Source data
──────

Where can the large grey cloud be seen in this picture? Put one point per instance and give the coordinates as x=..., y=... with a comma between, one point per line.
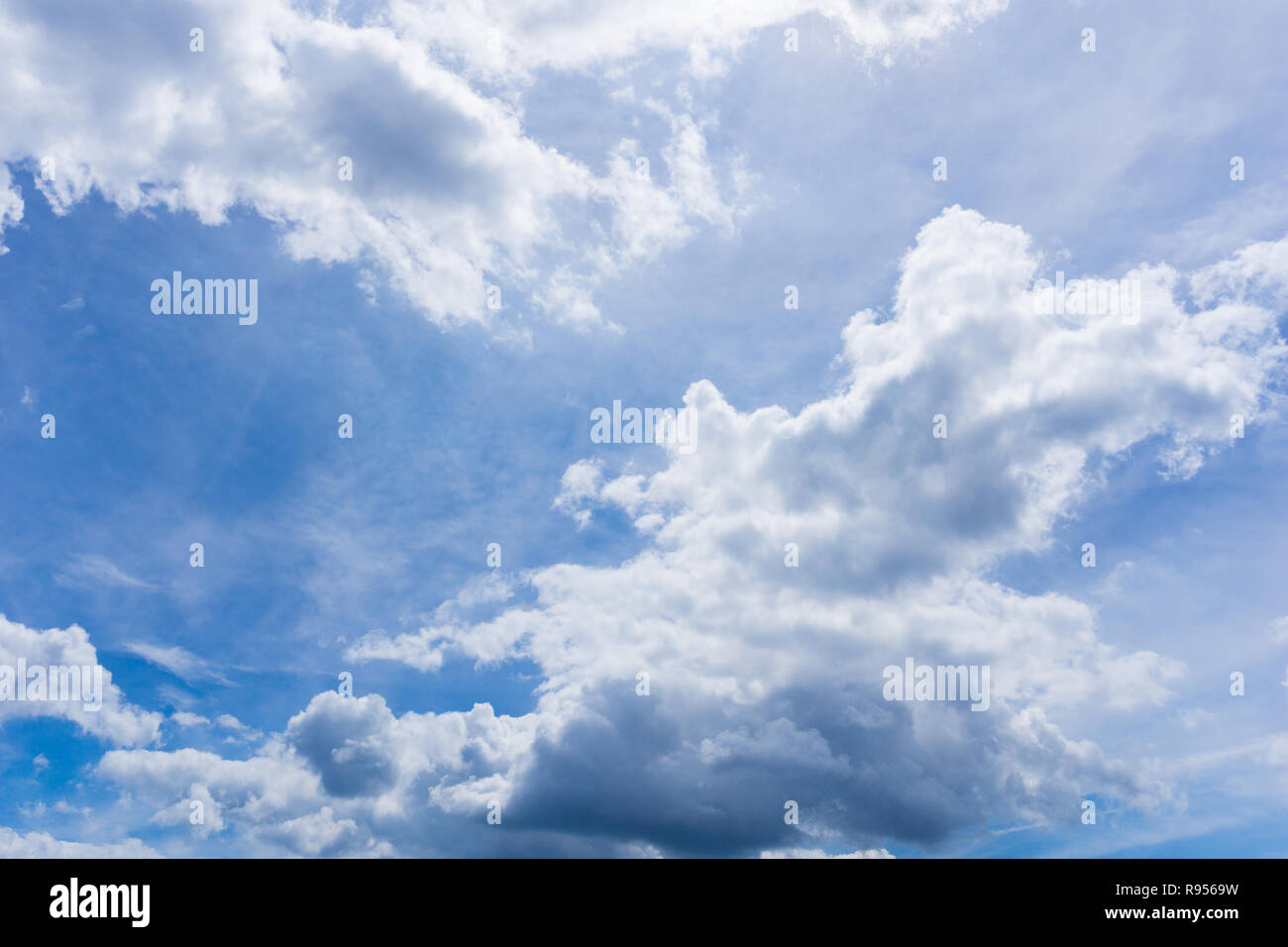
x=765, y=681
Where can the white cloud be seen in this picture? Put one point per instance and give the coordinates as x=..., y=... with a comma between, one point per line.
x=450, y=193
x=43, y=845
x=765, y=681
x=116, y=720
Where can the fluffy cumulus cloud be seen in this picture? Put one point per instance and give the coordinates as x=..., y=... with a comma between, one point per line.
x=72, y=684
x=423, y=102
x=764, y=681
x=44, y=845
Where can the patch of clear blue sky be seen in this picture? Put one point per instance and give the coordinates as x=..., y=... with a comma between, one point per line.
x=178, y=429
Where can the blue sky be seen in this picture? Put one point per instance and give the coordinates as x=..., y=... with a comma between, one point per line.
x=515, y=166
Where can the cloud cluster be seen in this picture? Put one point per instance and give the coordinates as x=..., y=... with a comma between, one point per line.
x=763, y=681
x=394, y=142
x=116, y=720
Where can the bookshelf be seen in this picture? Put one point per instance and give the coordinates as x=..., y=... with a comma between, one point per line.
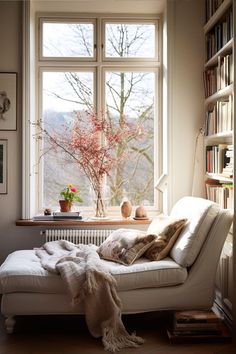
x=219, y=83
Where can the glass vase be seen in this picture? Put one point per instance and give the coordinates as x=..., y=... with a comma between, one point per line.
x=100, y=199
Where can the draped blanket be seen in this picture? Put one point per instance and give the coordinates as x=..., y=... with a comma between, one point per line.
x=89, y=281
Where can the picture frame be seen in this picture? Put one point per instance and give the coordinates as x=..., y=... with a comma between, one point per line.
x=3, y=166
x=8, y=101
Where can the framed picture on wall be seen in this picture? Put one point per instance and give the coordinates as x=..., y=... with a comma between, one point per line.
x=3, y=166
x=8, y=100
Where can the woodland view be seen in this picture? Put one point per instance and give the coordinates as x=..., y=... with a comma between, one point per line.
x=129, y=95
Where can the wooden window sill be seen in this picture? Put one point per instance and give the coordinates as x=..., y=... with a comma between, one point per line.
x=88, y=222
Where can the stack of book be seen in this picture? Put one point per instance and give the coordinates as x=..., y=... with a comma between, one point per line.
x=57, y=215
x=190, y=325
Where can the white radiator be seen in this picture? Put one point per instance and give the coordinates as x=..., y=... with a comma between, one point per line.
x=95, y=237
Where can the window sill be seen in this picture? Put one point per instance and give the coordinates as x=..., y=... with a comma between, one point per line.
x=88, y=222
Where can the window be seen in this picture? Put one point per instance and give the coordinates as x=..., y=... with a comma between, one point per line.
x=103, y=65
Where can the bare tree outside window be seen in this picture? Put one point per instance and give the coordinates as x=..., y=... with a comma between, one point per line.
x=130, y=97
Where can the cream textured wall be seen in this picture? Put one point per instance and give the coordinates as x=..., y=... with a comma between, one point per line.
x=186, y=106
x=186, y=114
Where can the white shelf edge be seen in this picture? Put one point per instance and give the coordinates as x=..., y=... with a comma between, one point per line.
x=224, y=92
x=220, y=178
x=217, y=15
x=222, y=135
x=214, y=59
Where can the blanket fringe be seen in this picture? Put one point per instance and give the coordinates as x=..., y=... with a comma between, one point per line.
x=114, y=341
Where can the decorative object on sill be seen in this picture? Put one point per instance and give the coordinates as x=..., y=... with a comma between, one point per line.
x=126, y=208
x=71, y=194
x=47, y=211
x=65, y=205
x=96, y=157
x=8, y=99
x=141, y=213
x=100, y=197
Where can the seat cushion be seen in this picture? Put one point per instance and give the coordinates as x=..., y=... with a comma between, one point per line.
x=201, y=214
x=22, y=272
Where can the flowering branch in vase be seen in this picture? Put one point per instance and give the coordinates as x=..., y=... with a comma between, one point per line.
x=92, y=143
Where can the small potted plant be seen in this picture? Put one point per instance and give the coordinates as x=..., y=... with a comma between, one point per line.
x=70, y=194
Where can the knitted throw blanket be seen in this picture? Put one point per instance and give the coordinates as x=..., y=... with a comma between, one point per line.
x=89, y=281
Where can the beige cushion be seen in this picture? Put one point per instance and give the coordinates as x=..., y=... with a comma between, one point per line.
x=125, y=245
x=167, y=230
x=22, y=272
x=201, y=214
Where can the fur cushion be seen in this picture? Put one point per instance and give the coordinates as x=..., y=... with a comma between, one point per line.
x=125, y=245
x=166, y=230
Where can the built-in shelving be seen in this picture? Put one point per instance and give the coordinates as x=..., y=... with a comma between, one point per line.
x=220, y=94
x=227, y=48
x=217, y=15
x=219, y=144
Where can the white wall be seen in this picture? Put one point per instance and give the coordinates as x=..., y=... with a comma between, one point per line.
x=186, y=49
x=185, y=65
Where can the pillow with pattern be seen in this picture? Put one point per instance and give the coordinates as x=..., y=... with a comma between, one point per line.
x=125, y=245
x=167, y=230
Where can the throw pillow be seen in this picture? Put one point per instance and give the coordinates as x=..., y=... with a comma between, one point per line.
x=167, y=230
x=125, y=245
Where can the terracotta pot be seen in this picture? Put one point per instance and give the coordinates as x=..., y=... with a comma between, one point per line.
x=65, y=205
x=126, y=209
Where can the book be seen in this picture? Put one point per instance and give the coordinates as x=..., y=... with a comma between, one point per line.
x=65, y=213
x=53, y=217
x=195, y=316
x=42, y=217
x=67, y=217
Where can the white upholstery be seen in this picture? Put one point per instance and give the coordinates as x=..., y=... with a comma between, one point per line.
x=201, y=214
x=22, y=272
x=204, y=239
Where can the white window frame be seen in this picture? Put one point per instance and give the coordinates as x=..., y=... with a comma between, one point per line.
x=100, y=65
x=42, y=20
x=131, y=21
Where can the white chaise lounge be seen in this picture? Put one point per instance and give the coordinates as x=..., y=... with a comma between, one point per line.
x=183, y=280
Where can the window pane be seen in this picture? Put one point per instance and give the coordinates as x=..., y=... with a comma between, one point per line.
x=130, y=97
x=63, y=94
x=126, y=40
x=68, y=40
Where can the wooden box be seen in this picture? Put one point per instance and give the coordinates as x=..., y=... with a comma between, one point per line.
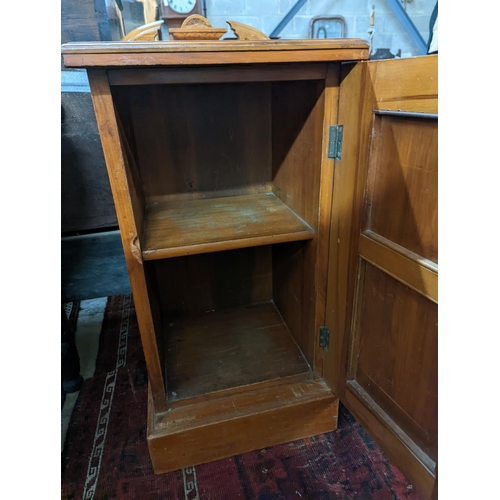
x=241, y=219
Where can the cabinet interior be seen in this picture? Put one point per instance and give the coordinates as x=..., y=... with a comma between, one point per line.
x=225, y=181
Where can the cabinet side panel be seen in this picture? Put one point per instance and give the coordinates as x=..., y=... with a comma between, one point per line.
x=297, y=131
x=129, y=204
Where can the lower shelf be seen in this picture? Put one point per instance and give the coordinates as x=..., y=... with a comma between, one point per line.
x=230, y=349
x=225, y=426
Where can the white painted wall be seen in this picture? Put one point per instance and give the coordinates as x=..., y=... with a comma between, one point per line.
x=266, y=14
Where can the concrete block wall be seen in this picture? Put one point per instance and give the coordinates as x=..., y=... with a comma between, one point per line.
x=266, y=14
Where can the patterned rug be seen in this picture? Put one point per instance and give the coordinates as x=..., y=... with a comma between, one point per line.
x=105, y=454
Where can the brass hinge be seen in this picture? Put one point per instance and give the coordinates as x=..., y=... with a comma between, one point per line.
x=324, y=337
x=335, y=142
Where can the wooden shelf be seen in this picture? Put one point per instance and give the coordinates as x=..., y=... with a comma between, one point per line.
x=177, y=228
x=229, y=349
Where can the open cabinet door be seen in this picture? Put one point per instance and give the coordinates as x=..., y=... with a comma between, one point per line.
x=382, y=278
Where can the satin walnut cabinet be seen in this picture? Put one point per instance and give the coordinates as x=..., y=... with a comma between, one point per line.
x=264, y=246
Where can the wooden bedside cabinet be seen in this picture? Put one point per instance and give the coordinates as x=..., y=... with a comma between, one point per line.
x=248, y=240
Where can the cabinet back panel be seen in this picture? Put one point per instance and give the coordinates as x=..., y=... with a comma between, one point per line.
x=205, y=140
x=214, y=281
x=297, y=130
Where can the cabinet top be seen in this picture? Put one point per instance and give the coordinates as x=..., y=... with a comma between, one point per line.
x=172, y=53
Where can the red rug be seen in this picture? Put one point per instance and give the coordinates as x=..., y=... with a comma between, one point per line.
x=106, y=456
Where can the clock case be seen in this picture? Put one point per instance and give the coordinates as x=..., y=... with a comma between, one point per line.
x=173, y=19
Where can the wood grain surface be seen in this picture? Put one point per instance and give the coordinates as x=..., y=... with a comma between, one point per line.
x=197, y=226
x=222, y=427
x=229, y=348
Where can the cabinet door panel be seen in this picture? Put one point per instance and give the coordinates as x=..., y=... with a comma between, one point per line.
x=382, y=278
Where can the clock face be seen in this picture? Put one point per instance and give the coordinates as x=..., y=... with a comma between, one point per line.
x=181, y=6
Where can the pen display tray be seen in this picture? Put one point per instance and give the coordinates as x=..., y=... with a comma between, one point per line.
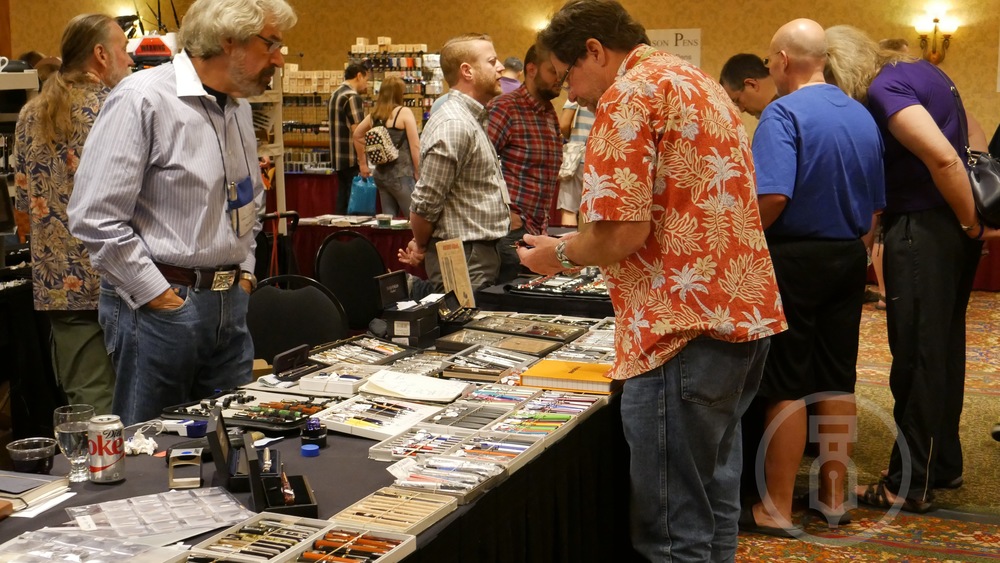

──────

> **BRIEF**
Swap "cream" for "beige" in the lines starting with the one containing "Where can the cream" and going on through the one containing "x=214, y=59". Give back only those lines, with everything else left unchanged.

> **SOLUTION TO THIS EXERCISE**
Where can the beige textured wall be seen in this picture? Put one point per instance and give the coordinates as x=..., y=... with a comma between, one point per line.
x=186, y=106
x=186, y=114
Where can the white shelf edge be seen in this picture? Put one point per instance and give the coordinates as x=..., y=... with a comma between, one point per line.
x=224, y=92
x=220, y=178
x=217, y=15
x=222, y=135
x=214, y=59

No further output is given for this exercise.